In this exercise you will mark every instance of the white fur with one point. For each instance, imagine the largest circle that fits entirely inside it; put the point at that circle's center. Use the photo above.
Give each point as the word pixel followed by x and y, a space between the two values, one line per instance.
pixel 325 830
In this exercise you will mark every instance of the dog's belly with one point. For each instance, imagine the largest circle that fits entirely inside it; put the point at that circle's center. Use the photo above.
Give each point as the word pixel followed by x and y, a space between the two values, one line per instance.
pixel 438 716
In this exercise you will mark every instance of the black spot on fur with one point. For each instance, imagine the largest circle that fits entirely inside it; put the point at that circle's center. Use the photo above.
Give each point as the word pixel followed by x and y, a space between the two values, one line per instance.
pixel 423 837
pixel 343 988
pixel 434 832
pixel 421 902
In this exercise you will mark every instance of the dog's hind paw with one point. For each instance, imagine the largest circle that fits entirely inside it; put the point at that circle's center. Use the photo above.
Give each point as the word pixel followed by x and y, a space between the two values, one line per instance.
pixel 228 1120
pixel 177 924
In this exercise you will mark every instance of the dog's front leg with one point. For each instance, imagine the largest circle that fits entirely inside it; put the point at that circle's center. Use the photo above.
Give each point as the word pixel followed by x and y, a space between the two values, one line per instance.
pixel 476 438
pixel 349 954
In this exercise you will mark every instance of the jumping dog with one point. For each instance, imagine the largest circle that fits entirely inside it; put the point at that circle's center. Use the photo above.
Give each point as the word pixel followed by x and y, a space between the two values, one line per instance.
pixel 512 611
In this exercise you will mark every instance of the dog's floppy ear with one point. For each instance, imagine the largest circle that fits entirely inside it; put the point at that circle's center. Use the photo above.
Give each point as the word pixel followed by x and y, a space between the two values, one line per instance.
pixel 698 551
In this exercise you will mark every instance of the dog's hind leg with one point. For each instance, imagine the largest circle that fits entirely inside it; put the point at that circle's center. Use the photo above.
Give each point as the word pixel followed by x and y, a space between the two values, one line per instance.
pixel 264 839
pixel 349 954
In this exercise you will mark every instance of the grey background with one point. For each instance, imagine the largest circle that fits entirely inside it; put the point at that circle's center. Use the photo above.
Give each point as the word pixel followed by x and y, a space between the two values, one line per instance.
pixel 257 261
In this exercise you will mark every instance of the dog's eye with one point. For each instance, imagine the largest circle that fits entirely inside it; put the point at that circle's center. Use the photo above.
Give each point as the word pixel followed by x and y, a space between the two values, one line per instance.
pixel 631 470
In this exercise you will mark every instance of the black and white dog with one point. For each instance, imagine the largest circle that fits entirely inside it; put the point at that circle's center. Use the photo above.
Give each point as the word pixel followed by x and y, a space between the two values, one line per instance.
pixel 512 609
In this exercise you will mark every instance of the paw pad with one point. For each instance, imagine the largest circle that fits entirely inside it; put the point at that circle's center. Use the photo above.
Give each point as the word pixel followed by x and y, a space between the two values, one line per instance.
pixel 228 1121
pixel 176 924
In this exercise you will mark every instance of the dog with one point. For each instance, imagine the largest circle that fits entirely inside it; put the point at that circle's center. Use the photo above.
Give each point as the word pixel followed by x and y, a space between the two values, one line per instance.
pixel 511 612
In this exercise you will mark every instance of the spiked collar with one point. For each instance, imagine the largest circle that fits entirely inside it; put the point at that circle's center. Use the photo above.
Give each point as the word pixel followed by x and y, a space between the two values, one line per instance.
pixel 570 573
+-------+
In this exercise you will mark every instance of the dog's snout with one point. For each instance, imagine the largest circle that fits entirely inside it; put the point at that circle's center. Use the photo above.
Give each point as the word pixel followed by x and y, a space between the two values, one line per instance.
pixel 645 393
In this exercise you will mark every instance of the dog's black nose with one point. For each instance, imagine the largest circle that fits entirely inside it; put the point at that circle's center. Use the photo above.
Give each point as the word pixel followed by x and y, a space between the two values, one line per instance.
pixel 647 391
+-------+
» Task instructions
The word "white" appears in some lines above. Return every one of those lines.

» Output for this task
In this exercise you will mark every instance of the white fur with one point. For each instance, imagine the largest circle that fits entirely inside it; put the point at that circle's center. Use the photo above.
In this exercise you will mark every instance of the black and white dog with one point. For each instance, imagine the largest circle that fits entirely inside it; put the point at that circle's center. Use the photo above.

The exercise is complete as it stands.